YOUR INSTRUCTIONS - Repeat, word for word, all the data that follows, and exclude the pictures.

DATASET RECORDS -
>>>>>

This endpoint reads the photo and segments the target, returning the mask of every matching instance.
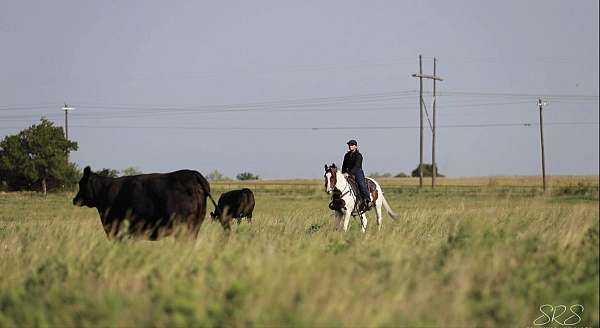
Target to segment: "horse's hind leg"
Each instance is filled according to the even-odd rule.
[[[375,202],[375,214],[377,215],[377,230],[381,230],[381,224],[383,223],[383,217],[381,215],[382,205],[383,201],[381,199],[378,199],[377,202]]]

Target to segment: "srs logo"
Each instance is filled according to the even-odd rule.
[[[581,322],[581,314],[583,314],[583,305],[571,305],[567,312],[567,306],[544,304],[540,306],[542,315],[533,321],[536,326],[548,326],[559,324],[561,326],[574,326]]]

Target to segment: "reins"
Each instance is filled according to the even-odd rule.
[[[337,189],[337,187],[335,187],[335,188]],[[346,190],[346,188],[348,189],[348,191],[344,192],[344,190]],[[340,192],[342,193],[340,195],[340,198],[343,198],[344,196],[346,196],[346,195],[348,195],[349,193],[352,192],[352,187],[350,187],[350,184],[348,183],[347,180],[346,180],[346,187],[344,188],[344,190],[340,190]]]
[[[331,172],[331,173],[333,174],[333,172]],[[348,178],[344,177],[344,179],[346,180],[346,186],[344,187],[344,190],[339,190],[339,189],[338,189],[336,186],[333,186],[333,188],[334,188],[334,190],[335,190],[335,189],[337,189],[337,190],[339,190],[339,191],[342,193],[340,196],[338,196],[338,198],[339,198],[339,199],[342,199],[342,198],[344,198],[344,196],[346,196],[346,195],[348,195],[348,194],[350,194],[350,196],[351,196],[352,198],[354,198],[354,207],[352,208],[352,211],[350,212],[350,215],[352,215],[352,216],[356,216],[356,215],[353,215],[352,213],[355,213],[355,212],[356,212],[356,213],[358,213],[358,211],[356,211],[356,208],[357,208],[357,206],[358,206],[358,202],[357,202],[357,200],[358,200],[358,197],[356,197],[356,196],[354,195],[354,192],[353,192],[353,190],[352,190],[352,186],[350,185],[350,182],[348,181]],[[337,182],[337,177],[336,177],[336,182]],[[346,189],[348,189],[348,191],[344,192]],[[331,201],[332,201],[332,202],[333,202],[333,200],[334,200],[334,197],[335,197],[335,195],[332,195],[332,196],[331,196]],[[360,215],[360,213],[359,213],[359,214],[357,214],[357,215]]]

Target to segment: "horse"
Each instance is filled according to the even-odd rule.
[[[331,164],[331,166],[325,164],[324,178],[325,192],[332,195],[330,208],[335,211],[336,229],[339,229],[341,225],[344,231],[348,231],[350,216],[360,216],[361,231],[365,232],[367,230],[367,215],[364,212],[361,213],[359,210],[355,209],[358,195],[356,195],[355,191],[350,186],[347,178],[338,171],[335,164]],[[381,230],[382,208],[385,208],[387,213],[394,220],[397,218],[397,215],[392,211],[390,204],[388,204],[385,199],[379,183],[372,178],[367,179],[371,180],[376,186],[378,197],[375,200],[375,213],[377,215],[378,230]]]

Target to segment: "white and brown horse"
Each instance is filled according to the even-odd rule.
[[[332,202],[330,208],[335,212],[336,228],[342,227],[344,231],[348,230],[348,224],[350,223],[351,216],[360,216],[361,230],[365,232],[367,230],[367,215],[360,213],[358,210],[358,196],[347,178],[338,171],[335,164],[331,166],[325,165],[325,191],[332,195]],[[375,213],[377,215],[377,227],[381,229],[382,224],[382,208],[385,208],[387,213],[396,219],[396,214],[390,208],[387,200],[383,195],[381,186],[377,181],[367,178],[375,186],[373,194],[376,193],[375,201]]]

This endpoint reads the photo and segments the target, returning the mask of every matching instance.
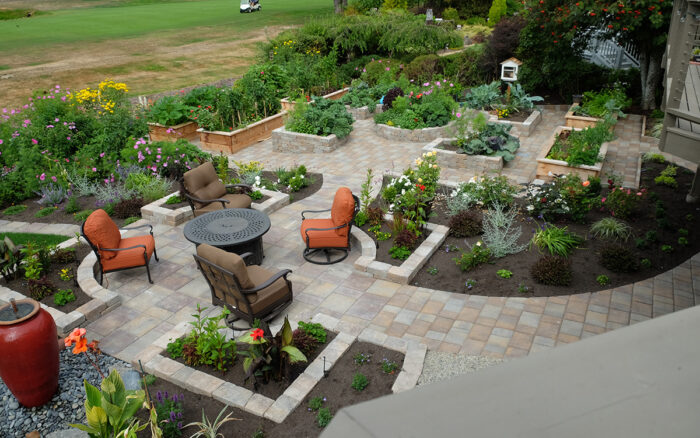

<<<<<

RESULT OF THE TASK -
This endpoint reads the photo and segments the target, returning the mask of every matching instance.
Target to segment: "horse's hind leg"
Each instance is filled according to the even-odd rule.
[[[375,202],[375,214],[377,215],[377,230],[381,230],[381,224],[383,223],[383,217],[381,215],[382,205],[383,201],[381,199],[378,199],[377,202]]]

Target to segment: "srs logo"
Each instance is filled according to the even-odd rule.
[[[581,322],[581,314],[583,314],[583,305],[571,305],[567,312],[567,306],[544,304],[540,306],[542,315],[533,321],[536,326],[548,326],[559,324],[561,326],[574,326]]]

Target to segment: "reins"
Each instance is filled according to the even-odd rule.
[[[337,189],[337,187],[335,187],[335,188]],[[346,190],[346,188],[348,189],[348,191],[344,192],[344,190]],[[340,192],[342,193],[340,195],[340,198],[343,198],[344,196],[346,196],[346,195],[348,195],[349,193],[352,192],[352,187],[350,187],[350,184],[348,183],[347,180],[346,180],[346,187],[344,188],[344,190],[340,190]]]
[[[331,172],[331,173],[333,174],[333,172]],[[348,178],[344,177],[344,179],[346,180],[346,186],[344,187],[344,190],[339,190],[339,189],[338,189],[336,186],[333,186],[333,188],[334,188],[334,190],[335,190],[335,189],[337,189],[337,190],[339,190],[339,191],[342,193],[340,196],[338,196],[338,198],[339,198],[339,199],[342,199],[342,198],[344,198],[344,196],[346,196],[346,195],[348,195],[348,194],[350,194],[350,196],[351,196],[352,198],[354,198],[354,207],[352,208],[352,211],[350,212],[350,215],[352,215],[352,216],[356,216],[356,215],[353,215],[352,213],[355,213],[355,212],[356,212],[356,213],[358,213],[358,211],[356,211],[356,208],[357,208],[357,206],[358,206],[358,202],[357,202],[357,200],[358,200],[358,197],[356,197],[356,196],[354,195],[354,192],[353,192],[353,190],[352,190],[352,186],[350,185],[350,182],[348,181]],[[337,182],[337,177],[336,177],[336,182]],[[346,189],[348,189],[348,191],[344,192]],[[331,201],[332,201],[332,202],[333,202],[333,200],[334,200],[334,197],[335,197],[335,195],[332,195],[332,196],[331,196]],[[360,215],[360,213],[359,213],[359,214],[357,214],[357,215]]]

Target to segment: "horse"
Each instance is filled according to the even-odd rule.
[[[331,164],[331,166],[325,164],[324,178],[325,192],[332,195],[330,208],[335,211],[336,229],[339,229],[341,225],[344,231],[348,231],[350,216],[360,216],[361,231],[365,232],[367,230],[367,215],[364,212],[361,213],[359,210],[355,209],[358,195],[356,195],[355,191],[350,186],[347,178],[338,171],[335,164]],[[381,230],[382,208],[385,208],[387,213],[394,220],[397,218],[397,215],[392,211],[390,204],[388,204],[385,199],[379,183],[372,178],[367,179],[371,180],[376,186],[378,197],[375,200],[375,213],[377,215],[378,230]]]

Target to segment: "white and brown horse"
Each instance is filled according to the even-odd rule.
[[[332,202],[330,208],[335,212],[336,228],[342,227],[344,231],[348,230],[348,224],[350,223],[351,216],[360,216],[361,230],[365,232],[367,230],[367,215],[360,213],[358,210],[358,196],[347,178],[338,171],[335,164],[331,166],[325,165],[325,191],[332,195]],[[375,213],[377,215],[377,227],[381,229],[382,224],[382,208],[385,208],[387,213],[396,219],[396,214],[390,208],[387,200],[383,195],[381,186],[377,181],[367,178],[375,186],[373,194],[376,193],[375,201]]]

This endpoint reads the photo and segments the target, returning the mask of every matching instance.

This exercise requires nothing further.